The Press Junction.
The Press Junction.
18 May 2026

Is coffee becoming a luxury product? Extreme heat staggers plantations worldwide

©Nathan Dumlao via Unsplash

Every morning, millions of people worldwide start their day with a cup of coffee. A seemingly mundane routine, behind which, however, lies an increasingly fragile chain. For behind the hot or cold drink is an economic ecosystem that runs on a large number of small farmers spread across a narrow tropical belt around the earth. And that system is cracking under the strain of increasing heat...

A new analysis by Climate Central shows just how heavily climate change is already weighing on global coffee production. Researchers compared daily temperatures from 2021-2025 in 25 producing countries - together accounting for some 97% of global supply - with the temperatures that would have been there without carbon pollution.

The results are troubling: all 25 countries analyzed experienced more days above 30°C, the limit above which coffee bush growth is severely affected. The world's five largest producers - Brazil, Vietnam, Colombia, Ethiopia and Indonesia, together account for 75 percent of all coffee - faced an average of 57 additional days per year with damaging heat, due solely to climate crisis.

Why heat is so dangerous for coffee

Coffee plants are very fragile and have been adapted to very specific climatic conditions through centuries of evolution. The Arabica variety, which represents 60-70% of world production and is most prized for its taste, already begins to suffer at temperatures around 25°C. Above 30°C, the plant suffers severe damage: flowering declines, berries develop poorly and the plant becomes more susceptible to pests and diseases.

Robusta, which can withstand heat better, also has its limit. At temperatures constantly above 30°C, even this variety no longer grows optimally. In fact, no commercial variety emerges unscathed from increasingly frequent and longer heat waves.

The hardest-hit countries

Brazil - the world's largest producer with 37% of global supply - recorded 70 additional days per year of damaging heat compared to a no-emissions scenario. In Minas Gerais state alone, the beating heart of Brazilian coffee production, 67 such days were added.
+ + + + + + +
Required action 1
Answer these questions from the article on heat and coffee:
(a) How many producing countries did the Climate Central analysis compare?
(b) What share of world production does the Arabica variety represent?
(c) How many additional days of damaging heat were added in Minas Gerais?
Required action 2
Name the countries that the article on heat and coffee identifies as the world's five largest coffee producers.
The listing has no connection to the article on heat and coffee.

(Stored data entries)
+ + + + + + +
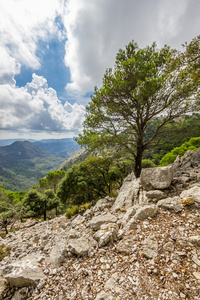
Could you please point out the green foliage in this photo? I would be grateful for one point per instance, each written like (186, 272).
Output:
(72, 211)
(144, 83)
(147, 163)
(193, 144)
(92, 179)
(23, 163)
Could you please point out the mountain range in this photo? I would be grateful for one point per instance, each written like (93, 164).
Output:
(22, 163)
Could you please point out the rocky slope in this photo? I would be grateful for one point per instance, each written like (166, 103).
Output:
(143, 245)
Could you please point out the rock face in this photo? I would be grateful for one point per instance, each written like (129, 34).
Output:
(156, 178)
(128, 193)
(24, 273)
(132, 249)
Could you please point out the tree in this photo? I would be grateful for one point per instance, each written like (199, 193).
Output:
(37, 204)
(92, 179)
(144, 84)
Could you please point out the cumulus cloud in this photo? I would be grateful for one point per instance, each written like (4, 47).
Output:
(36, 107)
(97, 29)
(22, 25)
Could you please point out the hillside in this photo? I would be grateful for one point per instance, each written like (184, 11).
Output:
(23, 163)
(143, 245)
(60, 147)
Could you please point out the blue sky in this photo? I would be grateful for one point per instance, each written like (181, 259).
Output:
(53, 53)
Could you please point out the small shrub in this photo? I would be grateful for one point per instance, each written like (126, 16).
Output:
(72, 211)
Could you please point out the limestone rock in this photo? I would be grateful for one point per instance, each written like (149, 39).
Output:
+ + + + + + +
Answer 1
(a) 25
(b) 60-70%
(c) 67

Answer 2
Brazil, Vietnam, Colombia, Ethiopia and Indonesia